• Given problem:
Rewrite only the stretch from the line containing "the sandstone boulder." through the end of the records, changing "sandstone boulder" to "granite boulder" and leaving everything else unchanged.

• Given information:
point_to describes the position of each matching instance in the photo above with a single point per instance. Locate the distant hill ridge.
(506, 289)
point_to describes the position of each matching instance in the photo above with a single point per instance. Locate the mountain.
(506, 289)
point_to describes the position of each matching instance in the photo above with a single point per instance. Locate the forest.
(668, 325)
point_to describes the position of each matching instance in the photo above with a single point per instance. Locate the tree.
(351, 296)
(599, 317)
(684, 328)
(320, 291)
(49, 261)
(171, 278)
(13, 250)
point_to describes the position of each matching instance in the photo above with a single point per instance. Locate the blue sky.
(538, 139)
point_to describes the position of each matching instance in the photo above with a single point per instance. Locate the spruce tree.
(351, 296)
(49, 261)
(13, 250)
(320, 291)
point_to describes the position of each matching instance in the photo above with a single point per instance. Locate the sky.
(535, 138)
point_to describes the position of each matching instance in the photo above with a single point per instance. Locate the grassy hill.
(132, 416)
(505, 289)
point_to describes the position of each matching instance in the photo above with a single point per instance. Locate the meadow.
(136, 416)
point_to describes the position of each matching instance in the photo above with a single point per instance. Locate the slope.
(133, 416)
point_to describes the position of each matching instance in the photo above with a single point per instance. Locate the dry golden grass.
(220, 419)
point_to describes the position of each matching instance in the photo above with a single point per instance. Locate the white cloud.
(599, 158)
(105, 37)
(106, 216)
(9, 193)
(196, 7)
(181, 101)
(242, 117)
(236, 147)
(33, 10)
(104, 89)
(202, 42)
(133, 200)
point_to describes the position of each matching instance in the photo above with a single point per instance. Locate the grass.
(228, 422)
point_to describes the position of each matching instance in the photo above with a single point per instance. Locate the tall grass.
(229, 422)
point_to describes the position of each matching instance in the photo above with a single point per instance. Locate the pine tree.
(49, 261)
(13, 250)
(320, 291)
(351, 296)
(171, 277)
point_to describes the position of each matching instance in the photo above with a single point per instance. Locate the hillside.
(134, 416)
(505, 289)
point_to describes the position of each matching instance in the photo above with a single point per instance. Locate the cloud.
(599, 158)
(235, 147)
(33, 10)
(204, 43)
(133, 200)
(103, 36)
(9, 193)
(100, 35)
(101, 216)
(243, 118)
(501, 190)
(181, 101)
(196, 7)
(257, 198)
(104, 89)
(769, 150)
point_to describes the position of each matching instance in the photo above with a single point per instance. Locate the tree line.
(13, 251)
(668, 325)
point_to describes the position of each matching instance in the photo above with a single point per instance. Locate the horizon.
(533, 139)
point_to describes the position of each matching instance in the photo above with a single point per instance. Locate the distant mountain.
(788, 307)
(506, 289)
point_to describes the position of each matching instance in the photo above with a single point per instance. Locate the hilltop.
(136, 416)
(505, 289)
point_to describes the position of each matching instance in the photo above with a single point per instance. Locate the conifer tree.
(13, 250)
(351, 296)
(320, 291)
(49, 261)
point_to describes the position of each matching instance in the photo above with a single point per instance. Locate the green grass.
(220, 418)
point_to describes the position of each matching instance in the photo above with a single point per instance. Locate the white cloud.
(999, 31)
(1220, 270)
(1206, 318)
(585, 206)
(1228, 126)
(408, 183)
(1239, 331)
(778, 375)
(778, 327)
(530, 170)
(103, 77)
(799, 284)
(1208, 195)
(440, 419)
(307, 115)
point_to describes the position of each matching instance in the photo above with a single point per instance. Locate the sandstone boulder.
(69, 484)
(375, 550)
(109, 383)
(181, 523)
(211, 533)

• Worked solution:
point_to describes the position of each matching instance in the photo above with a single point per instance. Locate the granite boulder.
(69, 484)
(375, 550)
(109, 383)
(181, 523)
(211, 533)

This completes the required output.